------ Records shown

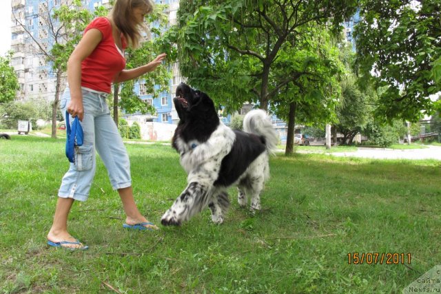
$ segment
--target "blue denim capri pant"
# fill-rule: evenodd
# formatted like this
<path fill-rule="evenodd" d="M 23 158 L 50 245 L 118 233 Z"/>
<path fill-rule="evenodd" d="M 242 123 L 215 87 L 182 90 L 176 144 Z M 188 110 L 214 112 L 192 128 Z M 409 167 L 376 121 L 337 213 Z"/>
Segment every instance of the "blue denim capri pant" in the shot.
<path fill-rule="evenodd" d="M 75 154 L 75 162 L 63 177 L 59 197 L 85 201 L 95 175 L 95 149 L 104 162 L 114 190 L 132 186 L 130 162 L 118 128 L 110 117 L 105 101 L 107 93 L 83 87 L 84 117 L 81 122 L 84 133 L 83 143 Z M 60 101 L 63 115 L 70 101 L 66 87 Z M 73 120 L 70 118 L 70 121 Z"/>

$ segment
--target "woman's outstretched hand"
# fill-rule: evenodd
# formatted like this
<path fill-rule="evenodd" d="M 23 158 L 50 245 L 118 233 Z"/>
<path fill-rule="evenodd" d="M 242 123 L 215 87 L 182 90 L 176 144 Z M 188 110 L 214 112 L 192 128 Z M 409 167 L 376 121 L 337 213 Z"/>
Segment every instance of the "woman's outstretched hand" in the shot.
<path fill-rule="evenodd" d="M 153 61 L 151 61 L 146 64 L 145 67 L 147 67 L 147 72 L 153 72 L 154 70 L 156 70 L 156 67 L 162 63 L 163 61 L 165 59 L 165 56 L 167 56 L 167 54 L 165 53 L 161 53 L 158 55 L 156 58 L 153 60 Z"/>

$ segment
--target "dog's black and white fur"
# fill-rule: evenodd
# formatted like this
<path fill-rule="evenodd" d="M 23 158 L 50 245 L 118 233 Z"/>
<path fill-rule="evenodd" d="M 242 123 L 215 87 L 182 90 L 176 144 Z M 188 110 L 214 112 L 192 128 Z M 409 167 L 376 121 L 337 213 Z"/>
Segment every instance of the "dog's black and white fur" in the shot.
<path fill-rule="evenodd" d="M 212 99 L 181 83 L 174 98 L 180 121 L 172 139 L 188 175 L 188 185 L 164 213 L 161 223 L 179 225 L 207 206 L 212 220 L 222 223 L 229 205 L 227 189 L 238 186 L 240 207 L 260 209 L 260 191 L 269 177 L 269 155 L 278 136 L 263 110 L 244 118 L 245 132 L 232 130 L 220 120 Z"/>

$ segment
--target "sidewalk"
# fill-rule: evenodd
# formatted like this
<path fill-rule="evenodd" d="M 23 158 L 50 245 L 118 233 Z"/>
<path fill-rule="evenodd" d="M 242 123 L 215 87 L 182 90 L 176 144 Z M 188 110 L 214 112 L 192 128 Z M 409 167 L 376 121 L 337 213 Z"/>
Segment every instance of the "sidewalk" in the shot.
<path fill-rule="evenodd" d="M 404 150 L 358 147 L 358 150 L 355 152 L 335 152 L 329 154 L 334 156 L 375 159 L 435 159 L 441 160 L 441 147 L 427 145 L 427 147 Z"/>

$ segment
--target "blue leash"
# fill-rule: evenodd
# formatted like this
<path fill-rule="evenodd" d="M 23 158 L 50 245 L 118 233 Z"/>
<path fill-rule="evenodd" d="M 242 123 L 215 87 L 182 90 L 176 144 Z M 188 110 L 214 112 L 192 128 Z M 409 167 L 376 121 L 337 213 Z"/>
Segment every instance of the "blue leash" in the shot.
<path fill-rule="evenodd" d="M 75 162 L 75 151 L 83 145 L 83 127 L 78 116 L 72 123 L 69 123 L 69 113 L 66 110 L 66 157 L 70 162 Z"/>

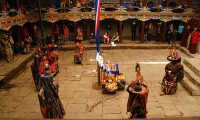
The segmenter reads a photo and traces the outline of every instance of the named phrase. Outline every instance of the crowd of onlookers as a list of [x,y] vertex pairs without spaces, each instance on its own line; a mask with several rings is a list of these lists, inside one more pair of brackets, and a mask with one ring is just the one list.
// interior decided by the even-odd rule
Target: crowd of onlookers
[[4,31],[0,38],[0,59],[5,56],[9,63],[19,54],[29,54],[36,42],[37,30],[34,30],[33,35],[29,34],[25,26],[18,29],[18,31]]
[[[140,0],[133,1],[132,3],[131,2],[124,2],[122,6],[127,8],[128,11],[139,11],[140,9],[138,8],[141,8],[142,5],[144,4]],[[1,4],[0,15],[2,17],[16,16],[18,14],[30,14],[30,13],[38,12],[38,6],[35,5],[35,2],[31,2],[27,4],[26,2],[17,3],[16,0],[2,0],[0,4]],[[31,5],[31,4],[34,4],[34,5]],[[108,8],[108,7],[113,8],[113,7],[120,6],[119,3],[109,3],[109,1],[102,2],[101,4],[102,4],[101,5],[102,8]],[[148,2],[146,3],[146,6],[147,8],[150,8],[151,12],[161,12],[162,11],[161,9],[165,8],[166,4],[167,4],[166,0],[162,0],[159,2],[155,2],[154,0],[148,0]],[[82,12],[92,11],[92,8],[94,8],[94,6],[95,4],[93,0],[91,1],[76,0],[76,3],[75,3],[75,7],[78,7],[78,8],[84,7],[84,9],[80,9]],[[48,12],[50,11],[49,8],[51,7],[55,8],[55,11],[63,13],[63,12],[70,11],[70,9],[74,7],[74,4],[73,4],[73,0],[52,0],[51,4],[44,2],[41,6],[41,10],[42,12]],[[88,9],[86,9],[85,7]],[[172,9],[174,8],[185,9],[188,7],[188,3],[187,1],[183,1],[182,3],[170,1],[169,7]],[[116,10],[116,9],[105,9],[105,10]],[[183,11],[184,10],[181,10],[181,12]],[[180,12],[180,10],[172,11],[172,12]]]

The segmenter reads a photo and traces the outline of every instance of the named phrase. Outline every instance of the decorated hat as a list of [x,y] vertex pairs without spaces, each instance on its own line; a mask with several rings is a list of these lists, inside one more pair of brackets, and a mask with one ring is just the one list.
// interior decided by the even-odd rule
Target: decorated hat
[[171,50],[169,51],[169,56],[167,57],[167,60],[169,61],[180,61],[181,57],[179,56],[178,51],[176,50],[175,44],[172,45]]

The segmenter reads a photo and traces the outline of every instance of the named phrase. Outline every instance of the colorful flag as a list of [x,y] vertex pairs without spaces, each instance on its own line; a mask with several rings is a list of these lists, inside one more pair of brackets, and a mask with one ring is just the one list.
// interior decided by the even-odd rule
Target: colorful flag
[[97,44],[97,54],[100,53],[100,11],[101,0],[95,0],[95,37]]

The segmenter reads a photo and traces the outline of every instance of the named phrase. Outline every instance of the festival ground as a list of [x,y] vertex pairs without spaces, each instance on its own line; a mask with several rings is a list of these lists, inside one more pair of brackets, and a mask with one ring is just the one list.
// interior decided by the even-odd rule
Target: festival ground
[[[166,44],[150,43],[132,44],[166,46]],[[60,85],[59,96],[66,111],[64,118],[127,119],[128,93],[118,91],[114,95],[102,94],[97,85],[96,51],[87,49],[87,46],[92,45],[86,45],[83,65],[73,63],[74,51],[59,51],[60,73],[54,80],[58,81]],[[127,43],[127,46],[131,46],[130,43]],[[149,87],[147,118],[200,117],[200,96],[191,96],[181,84],[175,95],[159,95],[160,82],[164,76],[166,62],[168,62],[166,58],[169,49],[110,49],[103,50],[103,54],[106,60],[119,64],[119,70],[124,73],[127,85],[136,78],[134,70],[136,62],[141,62],[141,73]],[[182,60],[189,59],[182,52],[180,54]],[[12,70],[9,66],[12,65],[15,68],[20,63],[19,61],[23,61],[29,56],[20,55],[11,64],[1,61],[0,64],[4,66],[4,68],[1,66],[1,73]],[[198,53],[194,56],[196,60],[200,58]],[[38,94],[31,75],[30,65],[32,62],[28,62],[5,85],[1,85],[0,118],[42,119]],[[193,64],[197,65],[197,62]]]

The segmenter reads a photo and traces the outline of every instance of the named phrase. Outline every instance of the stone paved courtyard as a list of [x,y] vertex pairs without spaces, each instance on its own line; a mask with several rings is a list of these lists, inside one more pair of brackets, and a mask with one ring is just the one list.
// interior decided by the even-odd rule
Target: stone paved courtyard
[[[135,80],[136,62],[167,62],[168,49],[104,50],[105,59],[118,63],[127,85]],[[97,85],[96,51],[86,50],[83,65],[73,63],[73,51],[60,51],[59,96],[65,119],[127,119],[128,93],[102,94]],[[181,53],[183,58],[187,58]],[[32,61],[8,85],[0,89],[0,118],[41,119],[39,101],[31,75]],[[147,118],[200,117],[200,97],[191,96],[179,84],[175,95],[160,96],[165,64],[141,64],[149,87]]]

------------

Copy out, unchanged, the lines from the one containing "of the festival" through the one containing "Target: festival ground", including both.

● **Result for this exercise**:
The segmenter reads a photo and traces the outline of every instance of the named phrase. Outline every instance of the festival ground as a list of [x,y] vertex pairs without spaces, each instance on its own line; a mask with several rings is a list of these lists, inside one more pair of brackets, and a mask with one ring is just the one list.
// interior decided by the even-odd rule
Target: festival ground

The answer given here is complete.